> Problem to work on
Quote all of the data exactly as given. Skip every picture it contains.

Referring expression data
________________

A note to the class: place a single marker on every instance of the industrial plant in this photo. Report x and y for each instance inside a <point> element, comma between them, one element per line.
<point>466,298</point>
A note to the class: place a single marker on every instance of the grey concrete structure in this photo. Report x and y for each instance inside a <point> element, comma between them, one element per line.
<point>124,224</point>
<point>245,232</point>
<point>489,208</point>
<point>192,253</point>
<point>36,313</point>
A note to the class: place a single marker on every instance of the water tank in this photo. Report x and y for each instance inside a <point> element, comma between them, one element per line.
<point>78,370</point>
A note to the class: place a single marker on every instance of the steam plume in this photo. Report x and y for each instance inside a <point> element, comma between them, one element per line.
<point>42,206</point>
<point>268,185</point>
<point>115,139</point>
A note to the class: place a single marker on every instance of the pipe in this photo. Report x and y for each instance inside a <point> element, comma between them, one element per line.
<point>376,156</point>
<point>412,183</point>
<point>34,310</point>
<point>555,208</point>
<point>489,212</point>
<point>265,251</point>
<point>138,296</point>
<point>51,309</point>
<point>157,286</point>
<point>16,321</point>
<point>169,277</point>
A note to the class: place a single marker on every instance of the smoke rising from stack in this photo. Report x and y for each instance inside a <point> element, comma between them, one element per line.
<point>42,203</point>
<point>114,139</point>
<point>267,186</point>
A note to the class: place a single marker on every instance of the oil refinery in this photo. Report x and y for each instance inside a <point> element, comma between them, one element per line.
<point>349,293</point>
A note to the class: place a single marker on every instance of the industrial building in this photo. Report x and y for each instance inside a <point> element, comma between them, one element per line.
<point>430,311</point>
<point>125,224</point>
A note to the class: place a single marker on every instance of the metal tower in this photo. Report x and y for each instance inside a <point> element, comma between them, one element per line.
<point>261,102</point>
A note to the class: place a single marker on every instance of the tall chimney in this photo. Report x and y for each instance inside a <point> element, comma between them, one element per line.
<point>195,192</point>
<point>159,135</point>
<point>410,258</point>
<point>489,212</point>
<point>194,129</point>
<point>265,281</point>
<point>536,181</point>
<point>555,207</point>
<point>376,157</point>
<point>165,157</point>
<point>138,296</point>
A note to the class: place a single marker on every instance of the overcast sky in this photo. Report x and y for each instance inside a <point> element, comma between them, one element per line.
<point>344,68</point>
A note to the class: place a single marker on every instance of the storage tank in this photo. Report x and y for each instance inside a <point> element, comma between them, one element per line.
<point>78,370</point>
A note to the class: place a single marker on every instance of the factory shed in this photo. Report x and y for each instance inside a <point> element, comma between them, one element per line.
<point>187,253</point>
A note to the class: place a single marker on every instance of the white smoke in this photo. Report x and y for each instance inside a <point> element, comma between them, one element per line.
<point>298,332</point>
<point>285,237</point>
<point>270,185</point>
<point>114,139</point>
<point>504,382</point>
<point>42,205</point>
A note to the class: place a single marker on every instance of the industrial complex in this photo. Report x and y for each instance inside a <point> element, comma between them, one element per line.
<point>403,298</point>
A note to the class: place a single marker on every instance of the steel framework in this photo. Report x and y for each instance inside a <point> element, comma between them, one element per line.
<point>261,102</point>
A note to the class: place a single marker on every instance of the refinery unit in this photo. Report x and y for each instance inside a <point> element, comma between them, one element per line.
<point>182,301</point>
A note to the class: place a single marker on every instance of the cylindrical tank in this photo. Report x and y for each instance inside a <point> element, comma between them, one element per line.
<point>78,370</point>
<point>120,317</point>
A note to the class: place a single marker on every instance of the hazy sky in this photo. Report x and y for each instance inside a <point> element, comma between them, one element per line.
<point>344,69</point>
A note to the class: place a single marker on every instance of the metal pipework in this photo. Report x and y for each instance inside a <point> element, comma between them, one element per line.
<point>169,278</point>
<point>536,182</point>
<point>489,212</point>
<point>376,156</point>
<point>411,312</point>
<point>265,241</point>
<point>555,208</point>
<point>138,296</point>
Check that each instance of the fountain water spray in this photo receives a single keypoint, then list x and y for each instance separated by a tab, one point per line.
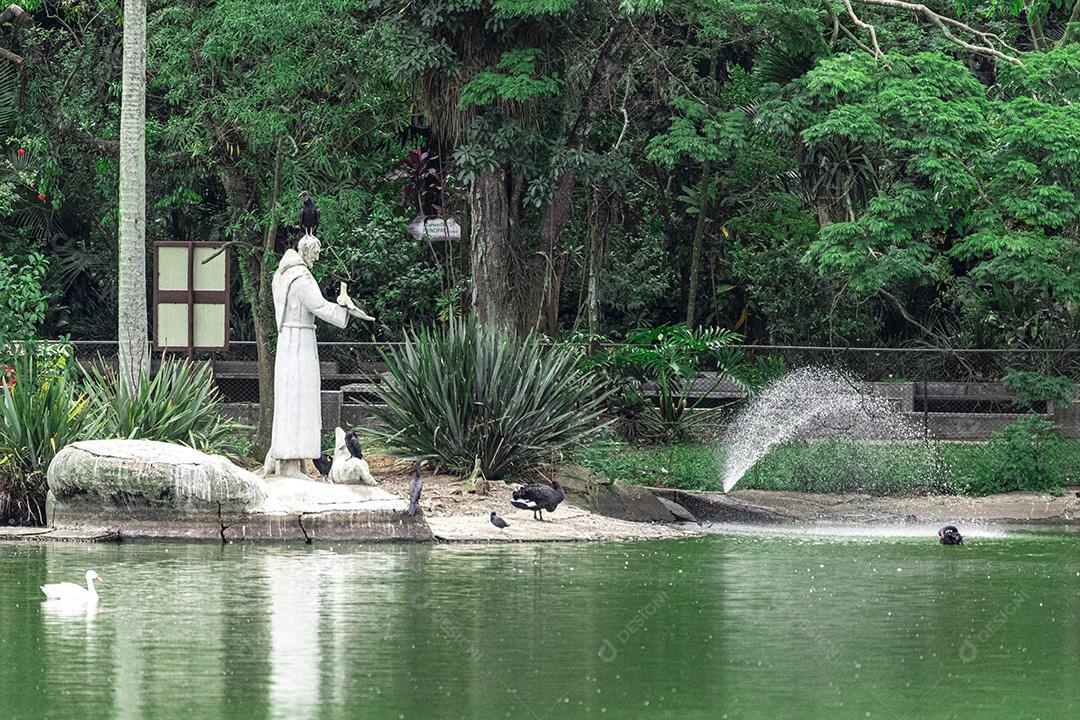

________________

> Expected answer
A note to the class: place a single marker on every instance of the industrial plant in this photo. Report x and y for each instance inside a <point> element, comma between them, one element per line.
<point>466,298</point>
A note to the class: place a single marker on every instance of the grey concrete structure in this photo. Report x and y for each instance inside a <point> element, comma between them, one element per line.
<point>124,224</point>
<point>245,232</point>
<point>489,208</point>
<point>192,253</point>
<point>36,313</point>
A note to the class: place a single marker on every instance of the water tank in this photo. Report x and y for each instance inside a <point> element, comma between them, one element per line.
<point>78,370</point>
A note to the class: place a single marker on every instance of the steam plume in this photo. Report x and y for each instance inside a <point> element, comma between them, one element per line.
<point>42,206</point>
<point>268,185</point>
<point>115,139</point>
A note to the class: place a single marker on every instance of the pipe in this photo. Report x and y for each instance inside a <point> element, comma between them, one element per line.
<point>376,156</point>
<point>412,183</point>
<point>34,310</point>
<point>555,208</point>
<point>489,212</point>
<point>265,251</point>
<point>138,296</point>
<point>51,309</point>
<point>157,286</point>
<point>16,321</point>
<point>169,277</point>
A note to the class: place a single marker on every instance of the smoke rising from stack in this photo. Report x and y for each instance inside a <point> element, comma between them, one element per line.
<point>42,203</point>
<point>114,139</point>
<point>267,186</point>
A note to the class: place a single marker on every instance of the oil refinery in this photo. Report x and y for each instance inside a <point> element, comma between them, one element per line.
<point>349,293</point>
A note to the class: place a single marker on every instance of the industrial building in this photo. Report x and y for each instance inside a <point> element, comma between them, one element per line.
<point>430,311</point>
<point>125,224</point>
A note to the class: place a single marker on every instance of the metal tower in this photo. Report x and y for each instance inside a <point> element, comma between them, one element per line.
<point>261,102</point>
A note to the class: place a single marker on every instance of the tall chimney in this photo. Report x and y for each instance inside a <point> element, comma between them, one element per line.
<point>195,192</point>
<point>159,135</point>
<point>410,258</point>
<point>489,212</point>
<point>194,129</point>
<point>265,281</point>
<point>536,181</point>
<point>555,207</point>
<point>376,157</point>
<point>165,157</point>
<point>138,296</point>
A note to the class: place a single marker on every instance of the overcast sky in this photo. Report x and y for each instance inside a <point> element, comma between them, one element per line.
<point>344,68</point>
A note to the class: place a single marker on every instance of the storage tank in this photo. Report x and y for each instance inside a <point> element, comma between them, one element per line.
<point>78,370</point>
A note to the class: place a single marker on every instance of the factory shed in this photo. Report x and y for each instance inside a <point> element, comma between them, one element per line.
<point>187,253</point>
A note to the class: place a single marker on every instance of the white smoke in this photo. Report x and y for each instance inside a <point> element, comma between them, one element per line.
<point>298,332</point>
<point>285,237</point>
<point>270,185</point>
<point>114,139</point>
<point>504,382</point>
<point>42,205</point>
A note to the class: place a single marker on every instance of the industrial complex in this photo. Report x and y for each instance inside a <point> element, comma between them, one element per line.
<point>403,298</point>
A note to the class: place a single marker on every instance of the steel framework in this photo. Report x and y for each instance inside a <point> element, comma between them, one element per line.
<point>261,102</point>
A note to the class: place a single marker on every instance of the refinery unit in this photo. Report x and y for each instance inside a <point> element, comma between them, one element per line.
<point>182,301</point>
A note to the class: place a single marker on every instance of the cylindrical tank in this photo. Report x and y for each instance inside a <point> element, comma between them, one element per line.
<point>78,370</point>
<point>120,317</point>
A note to the class: place a single marker on every instance of the hazy sky in this photo. Report x and y for each instance inside a <point> element, comma between them, one element per line.
<point>344,69</point>
A note to the class: place a single marker on every instance of the metal pipework in this photo. Report x and y for each instance inside a <point> element, comma between them, one element per line.
<point>169,278</point>
<point>536,182</point>
<point>489,212</point>
<point>376,156</point>
<point>411,312</point>
<point>265,241</point>
<point>555,208</point>
<point>138,296</point>
Check that each instance of the fountain water spray in this photo receives a single keypoint, then list x and y for each instance separated by a tab, one point per line.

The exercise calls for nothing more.